- [WRITTEN TASK] Return the material below line for line, unchanged, and leave the pictures out.

- [DATA FOR THIS EXERCISE]

>>>

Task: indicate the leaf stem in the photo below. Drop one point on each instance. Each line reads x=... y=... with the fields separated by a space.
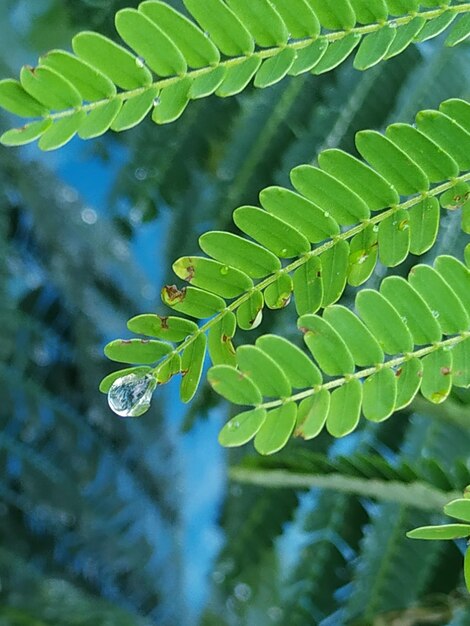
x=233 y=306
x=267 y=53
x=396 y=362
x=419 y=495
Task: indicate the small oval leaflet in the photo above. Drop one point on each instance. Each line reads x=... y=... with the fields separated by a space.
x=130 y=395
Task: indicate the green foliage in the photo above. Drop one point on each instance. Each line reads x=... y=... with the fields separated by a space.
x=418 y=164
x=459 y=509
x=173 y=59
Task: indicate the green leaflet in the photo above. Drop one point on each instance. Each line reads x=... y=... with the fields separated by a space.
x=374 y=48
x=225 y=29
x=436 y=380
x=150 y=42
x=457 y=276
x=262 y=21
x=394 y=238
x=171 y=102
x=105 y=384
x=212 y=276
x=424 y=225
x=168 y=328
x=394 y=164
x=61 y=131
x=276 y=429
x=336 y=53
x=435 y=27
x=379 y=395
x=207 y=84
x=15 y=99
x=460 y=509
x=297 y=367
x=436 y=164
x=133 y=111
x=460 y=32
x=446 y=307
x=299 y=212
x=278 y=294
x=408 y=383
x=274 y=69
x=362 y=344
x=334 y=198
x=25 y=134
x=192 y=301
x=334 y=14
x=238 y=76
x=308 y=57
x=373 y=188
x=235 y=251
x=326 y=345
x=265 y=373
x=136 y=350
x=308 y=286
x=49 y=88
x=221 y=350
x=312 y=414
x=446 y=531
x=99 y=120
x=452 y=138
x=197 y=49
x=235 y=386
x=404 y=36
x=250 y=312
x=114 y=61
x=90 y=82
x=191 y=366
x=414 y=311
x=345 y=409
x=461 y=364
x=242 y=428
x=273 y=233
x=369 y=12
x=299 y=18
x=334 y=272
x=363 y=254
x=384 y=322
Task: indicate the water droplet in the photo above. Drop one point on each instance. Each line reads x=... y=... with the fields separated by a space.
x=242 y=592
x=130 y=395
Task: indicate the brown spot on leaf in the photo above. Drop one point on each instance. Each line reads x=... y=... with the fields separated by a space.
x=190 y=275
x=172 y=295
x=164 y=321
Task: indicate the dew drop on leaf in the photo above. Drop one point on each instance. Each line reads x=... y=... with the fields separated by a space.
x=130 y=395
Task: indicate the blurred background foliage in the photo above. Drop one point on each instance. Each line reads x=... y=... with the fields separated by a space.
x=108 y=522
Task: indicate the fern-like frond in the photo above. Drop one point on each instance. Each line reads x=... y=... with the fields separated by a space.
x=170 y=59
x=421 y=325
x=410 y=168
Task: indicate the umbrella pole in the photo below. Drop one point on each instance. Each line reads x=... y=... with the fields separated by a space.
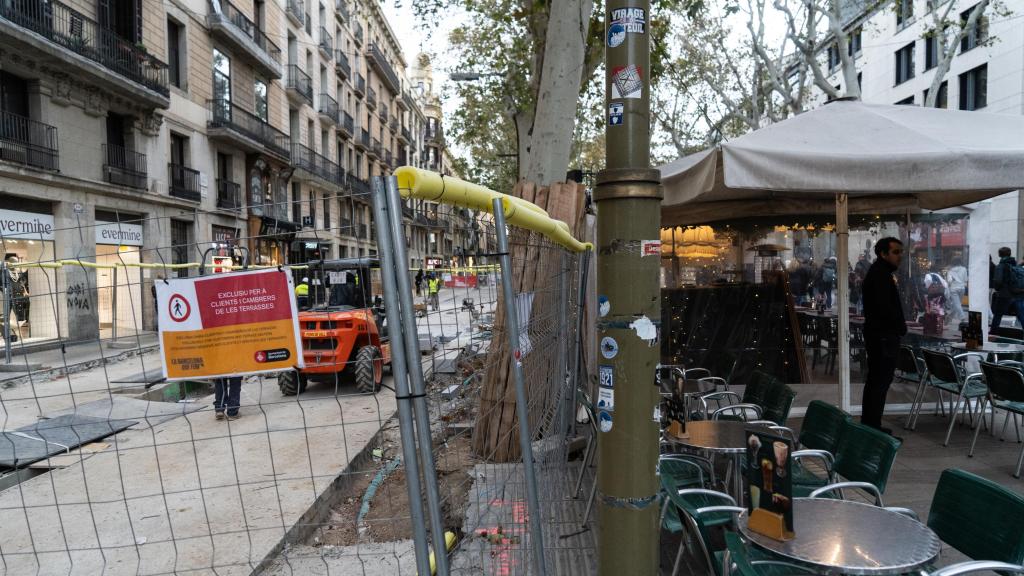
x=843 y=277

<<<

- [SOLUTION TO THE PROBLEM]
Task: indicate the leaf stem in the photo below. Drop one point on each instance. Each line reads x=... y=... with the fields separated by a space.
x=233 y=306
x=267 y=53
x=396 y=362
x=419 y=495
Task: indicate the small oval leaflet in the photo above. Drop one point on each instance. Each line reads x=... y=... with the fields separated by a space.
x=130 y=395
Task: indicate the green foliage in the photo above. Drop one point on each instance. Each line reads x=... y=... with the fields separated by a space.
x=418 y=164
x=459 y=509
x=173 y=59
Task: indicate the green leaflet in the photo above. Drop one point on each instance. Each line reads x=... y=... with the fields separated by a space.
x=374 y=48
x=225 y=29
x=436 y=380
x=150 y=42
x=457 y=276
x=262 y=21
x=394 y=238
x=171 y=102
x=105 y=384
x=212 y=276
x=424 y=225
x=168 y=328
x=394 y=164
x=61 y=131
x=276 y=429
x=336 y=53
x=435 y=27
x=379 y=395
x=207 y=84
x=15 y=99
x=460 y=509
x=297 y=367
x=436 y=164
x=133 y=111
x=460 y=32
x=446 y=307
x=299 y=212
x=278 y=294
x=408 y=383
x=274 y=69
x=362 y=344
x=334 y=198
x=25 y=134
x=192 y=301
x=334 y=14
x=238 y=76
x=308 y=57
x=373 y=188
x=235 y=251
x=326 y=345
x=265 y=373
x=136 y=350
x=308 y=286
x=49 y=88
x=221 y=350
x=312 y=414
x=446 y=531
x=99 y=120
x=452 y=138
x=197 y=49
x=235 y=386
x=404 y=36
x=250 y=312
x=114 y=61
x=90 y=82
x=191 y=366
x=414 y=311
x=345 y=409
x=461 y=364
x=242 y=428
x=273 y=233
x=369 y=12
x=299 y=18
x=334 y=272
x=363 y=254
x=384 y=322
Task: indicate the water droplet in the photo above. Drop one point on each instance. Each line reads x=... y=... with the fields separated by a space.
x=242 y=592
x=130 y=395
Task: indicate the brown spot on leaf in the photo above. Drop one point on each instance. Each line reads x=... y=... with the fields separated by a space.
x=190 y=275
x=172 y=295
x=164 y=321
Task: indicate the dew drop on leaf in the photo above. Drop one point on each instance. Each line reads x=... y=... with the fields separated by a space.
x=130 y=395
Task: indicate the blurred background foliage in the photo above. Drop one point on each instance. Each line reads x=... y=... with the fields separated by a space.
x=108 y=522
Task: indicate the fern-like frond in the photo above. Drop one point on each instance. Each line reads x=... y=... with the fields separated by a space.
x=170 y=59
x=421 y=325
x=410 y=168
Task: indicate the umbrella pole in the photo below. Drop one point on each instance. Each line reads x=... y=... with the fields separated by a space.
x=843 y=277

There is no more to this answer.